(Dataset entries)

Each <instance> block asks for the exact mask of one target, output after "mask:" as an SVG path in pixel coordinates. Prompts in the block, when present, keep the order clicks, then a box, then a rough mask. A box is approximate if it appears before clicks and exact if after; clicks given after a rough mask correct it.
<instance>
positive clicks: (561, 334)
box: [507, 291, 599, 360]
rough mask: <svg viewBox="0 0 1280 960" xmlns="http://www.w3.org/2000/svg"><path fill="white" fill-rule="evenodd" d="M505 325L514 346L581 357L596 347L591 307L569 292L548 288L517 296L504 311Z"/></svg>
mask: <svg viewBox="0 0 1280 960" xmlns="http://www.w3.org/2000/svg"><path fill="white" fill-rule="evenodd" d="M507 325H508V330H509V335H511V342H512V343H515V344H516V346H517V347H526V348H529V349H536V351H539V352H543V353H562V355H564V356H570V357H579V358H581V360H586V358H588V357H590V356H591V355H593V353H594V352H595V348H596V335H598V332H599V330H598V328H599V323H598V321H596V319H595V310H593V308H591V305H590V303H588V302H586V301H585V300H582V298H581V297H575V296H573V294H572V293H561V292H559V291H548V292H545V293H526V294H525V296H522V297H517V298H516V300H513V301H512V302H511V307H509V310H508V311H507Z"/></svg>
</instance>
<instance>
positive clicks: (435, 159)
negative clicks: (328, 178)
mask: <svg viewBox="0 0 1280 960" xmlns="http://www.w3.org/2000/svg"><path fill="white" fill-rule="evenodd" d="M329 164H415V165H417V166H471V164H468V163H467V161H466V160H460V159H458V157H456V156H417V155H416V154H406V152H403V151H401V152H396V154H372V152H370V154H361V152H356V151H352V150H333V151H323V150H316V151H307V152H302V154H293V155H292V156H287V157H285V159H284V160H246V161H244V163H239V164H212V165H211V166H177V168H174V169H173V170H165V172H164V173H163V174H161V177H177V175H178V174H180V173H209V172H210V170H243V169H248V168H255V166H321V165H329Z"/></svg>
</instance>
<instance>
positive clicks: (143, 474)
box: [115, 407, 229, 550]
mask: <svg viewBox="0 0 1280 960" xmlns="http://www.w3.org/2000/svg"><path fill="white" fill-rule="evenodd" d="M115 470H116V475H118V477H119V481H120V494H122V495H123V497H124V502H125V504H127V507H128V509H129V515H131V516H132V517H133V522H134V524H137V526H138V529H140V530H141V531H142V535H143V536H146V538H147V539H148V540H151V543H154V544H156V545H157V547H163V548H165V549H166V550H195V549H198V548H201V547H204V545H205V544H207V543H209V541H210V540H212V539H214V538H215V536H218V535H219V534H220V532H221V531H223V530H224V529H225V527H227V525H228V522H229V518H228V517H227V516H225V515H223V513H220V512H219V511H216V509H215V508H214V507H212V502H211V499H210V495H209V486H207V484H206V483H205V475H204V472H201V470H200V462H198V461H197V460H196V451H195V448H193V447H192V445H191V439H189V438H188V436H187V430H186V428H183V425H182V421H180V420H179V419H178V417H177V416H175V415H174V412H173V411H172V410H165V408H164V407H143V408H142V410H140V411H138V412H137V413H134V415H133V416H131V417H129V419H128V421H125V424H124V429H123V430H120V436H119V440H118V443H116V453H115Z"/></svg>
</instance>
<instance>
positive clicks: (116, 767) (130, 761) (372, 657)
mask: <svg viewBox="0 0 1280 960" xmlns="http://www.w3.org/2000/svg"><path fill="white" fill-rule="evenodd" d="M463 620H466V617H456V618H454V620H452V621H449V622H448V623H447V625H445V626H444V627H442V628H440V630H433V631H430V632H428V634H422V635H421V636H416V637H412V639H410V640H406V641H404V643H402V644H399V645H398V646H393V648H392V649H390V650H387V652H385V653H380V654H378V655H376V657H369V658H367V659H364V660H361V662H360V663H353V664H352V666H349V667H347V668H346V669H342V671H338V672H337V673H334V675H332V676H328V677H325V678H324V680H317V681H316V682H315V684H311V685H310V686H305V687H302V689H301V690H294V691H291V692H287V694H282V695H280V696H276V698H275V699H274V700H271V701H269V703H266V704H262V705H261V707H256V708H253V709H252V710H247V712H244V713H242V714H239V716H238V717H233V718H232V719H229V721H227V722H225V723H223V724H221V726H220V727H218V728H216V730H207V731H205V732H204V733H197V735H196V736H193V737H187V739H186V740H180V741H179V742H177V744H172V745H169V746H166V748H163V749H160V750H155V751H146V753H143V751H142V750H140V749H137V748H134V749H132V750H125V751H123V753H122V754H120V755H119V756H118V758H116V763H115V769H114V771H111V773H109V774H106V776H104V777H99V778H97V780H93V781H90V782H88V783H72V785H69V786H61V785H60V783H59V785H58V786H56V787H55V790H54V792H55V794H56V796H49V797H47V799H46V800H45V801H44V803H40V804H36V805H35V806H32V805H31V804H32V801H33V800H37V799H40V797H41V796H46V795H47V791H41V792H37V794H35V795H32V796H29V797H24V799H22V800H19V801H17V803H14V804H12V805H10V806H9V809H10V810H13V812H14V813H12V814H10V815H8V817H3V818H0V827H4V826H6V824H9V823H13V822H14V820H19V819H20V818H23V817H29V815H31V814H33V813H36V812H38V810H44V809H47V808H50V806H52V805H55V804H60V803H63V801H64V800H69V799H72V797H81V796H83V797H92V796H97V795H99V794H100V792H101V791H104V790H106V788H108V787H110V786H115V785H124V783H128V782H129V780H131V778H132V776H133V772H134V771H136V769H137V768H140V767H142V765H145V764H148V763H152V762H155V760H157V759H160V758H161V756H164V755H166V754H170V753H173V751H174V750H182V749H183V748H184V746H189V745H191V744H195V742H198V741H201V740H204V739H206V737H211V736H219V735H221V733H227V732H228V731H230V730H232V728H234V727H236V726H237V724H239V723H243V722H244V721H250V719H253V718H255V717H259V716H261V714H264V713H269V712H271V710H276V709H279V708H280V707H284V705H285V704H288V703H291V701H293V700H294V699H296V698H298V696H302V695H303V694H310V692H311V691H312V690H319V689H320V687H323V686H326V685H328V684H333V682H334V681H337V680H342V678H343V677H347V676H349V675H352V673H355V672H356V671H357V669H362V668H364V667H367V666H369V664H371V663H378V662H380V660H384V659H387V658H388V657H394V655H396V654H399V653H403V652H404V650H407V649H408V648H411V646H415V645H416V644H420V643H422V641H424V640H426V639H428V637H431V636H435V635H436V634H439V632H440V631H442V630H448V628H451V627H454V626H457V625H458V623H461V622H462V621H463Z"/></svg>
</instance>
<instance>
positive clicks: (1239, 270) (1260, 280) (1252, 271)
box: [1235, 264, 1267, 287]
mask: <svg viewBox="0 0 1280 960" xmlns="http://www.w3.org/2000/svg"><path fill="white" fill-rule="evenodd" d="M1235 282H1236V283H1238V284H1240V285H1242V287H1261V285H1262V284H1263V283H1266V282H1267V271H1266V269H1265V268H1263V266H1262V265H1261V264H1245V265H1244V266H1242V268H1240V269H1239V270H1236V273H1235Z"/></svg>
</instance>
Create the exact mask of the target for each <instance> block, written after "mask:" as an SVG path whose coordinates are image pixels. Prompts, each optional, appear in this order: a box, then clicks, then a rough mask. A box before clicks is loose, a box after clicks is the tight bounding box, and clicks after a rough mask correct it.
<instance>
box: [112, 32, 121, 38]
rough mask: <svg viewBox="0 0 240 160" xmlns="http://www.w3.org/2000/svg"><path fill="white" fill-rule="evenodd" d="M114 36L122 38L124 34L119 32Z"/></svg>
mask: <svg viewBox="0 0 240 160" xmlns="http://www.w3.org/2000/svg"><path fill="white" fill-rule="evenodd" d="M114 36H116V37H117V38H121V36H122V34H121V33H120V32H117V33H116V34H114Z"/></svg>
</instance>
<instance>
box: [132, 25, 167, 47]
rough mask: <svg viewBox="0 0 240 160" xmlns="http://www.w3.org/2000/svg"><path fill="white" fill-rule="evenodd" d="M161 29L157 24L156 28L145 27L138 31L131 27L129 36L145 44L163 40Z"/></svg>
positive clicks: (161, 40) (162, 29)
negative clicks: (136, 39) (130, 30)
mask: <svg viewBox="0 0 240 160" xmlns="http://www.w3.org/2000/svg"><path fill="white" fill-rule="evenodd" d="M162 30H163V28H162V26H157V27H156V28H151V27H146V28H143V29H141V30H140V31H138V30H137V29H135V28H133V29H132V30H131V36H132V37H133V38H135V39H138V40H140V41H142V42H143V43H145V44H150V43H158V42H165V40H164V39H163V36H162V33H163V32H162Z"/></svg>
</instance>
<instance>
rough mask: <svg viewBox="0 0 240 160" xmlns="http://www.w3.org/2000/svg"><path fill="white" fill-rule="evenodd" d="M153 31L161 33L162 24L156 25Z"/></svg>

Task to complete
Where a line of the records has the string "Prompts", return that line.

Solution to this problem
Each <instance> block asks for the exact mask of one target, output after "mask:" as an SVG path in pixel coordinates. Prompts in the block, when present, keep the order clicks, then a box, then a rough mask. A box is approximate if it appears before clicks and exact if after; clicks given after a rough mask correct it.
Create the exact mask of the target for each <instance> block, written after "mask:" as an SVG path whose coordinates are image pixels. Prompts, each optional, appear in this order: a box, then clicks, then a rough mask. A box before clicks is loose, a box after clicks is the tight bounding box, and clicks after a rough mask correct it.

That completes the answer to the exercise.